STATED EXERCISE:
Return, unchanged, everything from the line containing "Please spot the hedge" down to the last of the lines, with both of those lines included.

DATA ROWS:

• • • •

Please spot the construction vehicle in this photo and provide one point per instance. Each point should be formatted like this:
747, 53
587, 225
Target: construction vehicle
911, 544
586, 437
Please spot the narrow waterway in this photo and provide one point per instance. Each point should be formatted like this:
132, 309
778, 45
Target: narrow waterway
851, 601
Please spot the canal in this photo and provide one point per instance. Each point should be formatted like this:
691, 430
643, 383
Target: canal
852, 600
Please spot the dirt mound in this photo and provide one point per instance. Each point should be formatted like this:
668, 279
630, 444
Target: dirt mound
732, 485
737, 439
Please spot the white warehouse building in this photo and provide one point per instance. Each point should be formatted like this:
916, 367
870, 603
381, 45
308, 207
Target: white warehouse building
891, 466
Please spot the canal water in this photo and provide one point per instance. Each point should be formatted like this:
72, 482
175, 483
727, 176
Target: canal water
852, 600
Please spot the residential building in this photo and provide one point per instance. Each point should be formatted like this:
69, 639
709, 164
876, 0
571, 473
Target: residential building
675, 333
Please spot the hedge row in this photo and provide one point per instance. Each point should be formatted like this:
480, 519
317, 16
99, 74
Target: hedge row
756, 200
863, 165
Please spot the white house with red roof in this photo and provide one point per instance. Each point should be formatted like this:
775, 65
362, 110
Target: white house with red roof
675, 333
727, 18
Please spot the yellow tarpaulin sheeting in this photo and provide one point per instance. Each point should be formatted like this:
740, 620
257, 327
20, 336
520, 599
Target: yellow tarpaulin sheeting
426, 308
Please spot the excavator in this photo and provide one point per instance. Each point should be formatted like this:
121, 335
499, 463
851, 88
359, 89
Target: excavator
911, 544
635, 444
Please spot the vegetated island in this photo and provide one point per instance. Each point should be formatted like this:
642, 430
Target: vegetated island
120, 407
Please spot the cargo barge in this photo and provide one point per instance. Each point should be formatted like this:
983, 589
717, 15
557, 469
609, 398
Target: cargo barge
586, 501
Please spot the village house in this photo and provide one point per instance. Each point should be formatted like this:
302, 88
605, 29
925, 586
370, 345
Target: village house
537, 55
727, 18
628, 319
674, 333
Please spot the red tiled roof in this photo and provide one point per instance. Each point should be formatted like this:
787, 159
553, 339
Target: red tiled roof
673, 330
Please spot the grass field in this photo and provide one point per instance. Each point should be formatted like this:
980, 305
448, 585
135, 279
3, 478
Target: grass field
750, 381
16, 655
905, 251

• • • •

TASK OUTPUT:
Please spot the hedge row in this photo and provide one point per instance. Each point should be formatted like this:
480, 519
317, 16
99, 74
Target: hedge row
756, 200
863, 165
Please spot the white house with red roof in this photo and provide one point per instance. Each point should be formatted like this:
775, 65
362, 110
Target: white house with red roof
675, 333
727, 18
Please spot the yellow tarpaulin sheeting in this photo and provide one point per instance. Each point should be formatted like this:
740, 620
257, 327
20, 336
520, 599
Target: yellow tarpaulin sheeting
426, 308
Please spot the excavator in this photo and provide one point per instance. Each point should be formatted like this:
121, 335
499, 463
851, 88
359, 89
Target: excavator
911, 544
635, 444
Please spot the vegetated island in this photo and provide one point per instance. Each point should be formatted like this:
642, 430
Target: vegetated island
120, 407
Please spot the cargo barge in this photo and provide one point per instance. Each point should be formatted like this:
983, 589
717, 15
557, 469
609, 398
Target: cargo barge
586, 501
Please spot the village house in this photo and provide one point per instance. Each point should be formatted like this:
302, 88
605, 29
925, 586
370, 345
Target: village house
537, 55
727, 18
628, 319
674, 333
Please spot the red tiled roof in this photo and provide one point per instance. Each point should be formatted like this:
787, 159
553, 339
Target: red tiled roof
673, 330
Please spot the grass field in this photo and provide one point per instance. Each point should be formatted like this:
980, 305
448, 585
135, 279
3, 478
Target: grass field
750, 381
16, 655
905, 251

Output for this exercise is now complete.